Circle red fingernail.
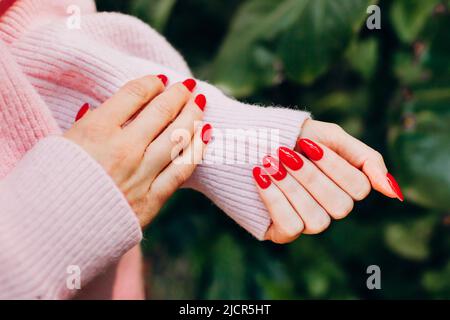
[75,102,91,122]
[157,74,169,86]
[263,156,287,181]
[278,147,303,171]
[253,167,272,189]
[297,139,323,161]
[195,94,206,111]
[202,123,212,144]
[386,173,404,202]
[183,79,197,92]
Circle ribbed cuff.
[0,136,142,299]
[187,83,310,240]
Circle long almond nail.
[183,79,197,92]
[253,167,272,189]
[202,123,212,144]
[157,74,169,86]
[386,173,404,202]
[75,102,91,122]
[278,147,303,171]
[263,156,287,181]
[297,139,323,161]
[194,94,206,111]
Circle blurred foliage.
[97,0,450,299]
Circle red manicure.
[278,147,303,171]
[386,173,404,202]
[157,74,169,86]
[75,102,91,122]
[263,156,287,181]
[195,94,206,111]
[253,167,272,189]
[202,123,212,144]
[297,139,323,161]
[183,79,197,92]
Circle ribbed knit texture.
[0,0,309,297]
[0,136,142,299]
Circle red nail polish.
[195,94,206,111]
[386,173,404,202]
[157,74,169,86]
[202,123,212,144]
[263,156,287,181]
[278,147,303,171]
[183,79,197,92]
[75,102,91,122]
[253,167,272,189]
[297,139,323,161]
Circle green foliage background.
[97,0,450,299]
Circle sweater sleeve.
[0,5,309,240]
[0,136,142,299]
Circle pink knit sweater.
[0,0,308,299]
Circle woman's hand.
[64,75,211,227]
[253,120,403,243]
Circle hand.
[253,120,403,243]
[64,75,211,227]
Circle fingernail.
[253,167,272,189]
[202,123,212,144]
[157,74,169,86]
[75,102,91,122]
[263,156,287,181]
[195,94,206,111]
[183,79,197,92]
[297,139,323,161]
[278,147,303,171]
[386,173,404,202]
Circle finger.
[75,102,91,122]
[148,124,210,224]
[253,167,304,243]
[263,156,331,234]
[299,139,371,200]
[124,79,195,145]
[300,121,403,200]
[144,94,206,177]
[278,147,353,219]
[96,75,165,126]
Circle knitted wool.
[0,0,309,298]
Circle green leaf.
[390,0,441,43]
[279,0,374,84]
[346,38,378,80]
[206,235,246,299]
[422,261,450,299]
[385,217,436,261]
[390,83,450,210]
[211,0,375,96]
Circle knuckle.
[123,79,150,101]
[83,121,110,141]
[149,188,169,207]
[300,167,317,186]
[173,84,190,99]
[279,219,303,243]
[307,213,331,234]
[332,196,354,219]
[172,165,190,188]
[353,177,372,201]
[329,123,344,133]
[372,150,384,163]
[154,98,175,121]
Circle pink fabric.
[0,0,309,299]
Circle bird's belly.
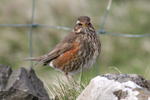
[49,41,99,75]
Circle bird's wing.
[37,33,77,65]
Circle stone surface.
[77,74,150,100]
[0,65,50,100]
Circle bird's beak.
[82,23,88,27]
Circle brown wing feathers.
[23,33,76,65]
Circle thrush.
[24,16,101,80]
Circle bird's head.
[74,16,95,33]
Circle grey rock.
[0,65,50,100]
[77,74,150,100]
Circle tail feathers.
[22,57,41,61]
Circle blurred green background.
[0,0,150,84]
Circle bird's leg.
[71,75,79,85]
[65,73,70,83]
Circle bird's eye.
[88,23,91,25]
[78,23,82,26]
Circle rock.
[77,74,150,100]
[0,65,50,100]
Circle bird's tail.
[22,56,43,61]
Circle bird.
[23,16,101,81]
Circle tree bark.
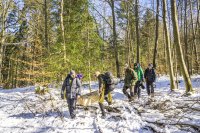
[60,0,67,63]
[44,0,49,50]
[171,0,194,93]
[184,0,189,74]
[135,0,140,63]
[153,0,159,68]
[163,0,176,90]
[110,0,120,78]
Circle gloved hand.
[153,82,156,88]
[142,78,145,82]
[61,94,64,99]
[99,89,102,94]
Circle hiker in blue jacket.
[61,70,81,119]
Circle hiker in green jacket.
[134,63,145,99]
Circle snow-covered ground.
[0,76,200,133]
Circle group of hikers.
[61,63,156,119]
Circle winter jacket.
[134,66,144,81]
[61,75,81,98]
[124,68,137,87]
[97,74,115,90]
[144,68,156,82]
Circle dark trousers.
[146,82,154,95]
[123,86,133,99]
[67,98,77,119]
[134,81,145,98]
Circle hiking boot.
[101,114,106,119]
[108,102,112,105]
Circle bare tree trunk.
[44,0,49,50]
[184,0,189,74]
[153,0,159,68]
[171,0,194,93]
[163,0,176,90]
[60,0,67,63]
[190,1,198,74]
[110,0,120,78]
[135,0,140,63]
[0,0,11,86]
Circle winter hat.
[69,70,76,75]
[124,63,128,69]
[94,71,100,77]
[149,63,153,67]
[76,73,83,79]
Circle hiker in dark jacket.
[144,64,156,97]
[94,71,114,117]
[61,70,81,119]
[123,64,137,101]
[134,63,145,99]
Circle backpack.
[103,72,115,91]
[103,72,114,85]
[132,70,138,80]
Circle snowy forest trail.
[0,76,200,133]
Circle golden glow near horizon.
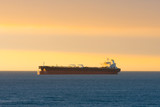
[0,0,160,71]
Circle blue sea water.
[0,72,160,107]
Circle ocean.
[0,72,160,107]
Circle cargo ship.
[37,60,121,75]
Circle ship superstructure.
[37,60,120,75]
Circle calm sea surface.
[0,72,160,107]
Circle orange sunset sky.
[0,0,160,71]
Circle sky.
[0,0,160,71]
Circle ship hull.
[37,66,120,75]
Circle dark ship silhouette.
[37,59,121,75]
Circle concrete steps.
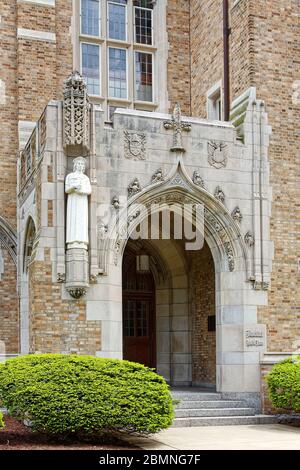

▶ _Exercise objective_
Count the lines in the records above that contain the string "tail", treating uppercase and lowercase letters as different, and reply with only that number.

▶ _Worked solution_
2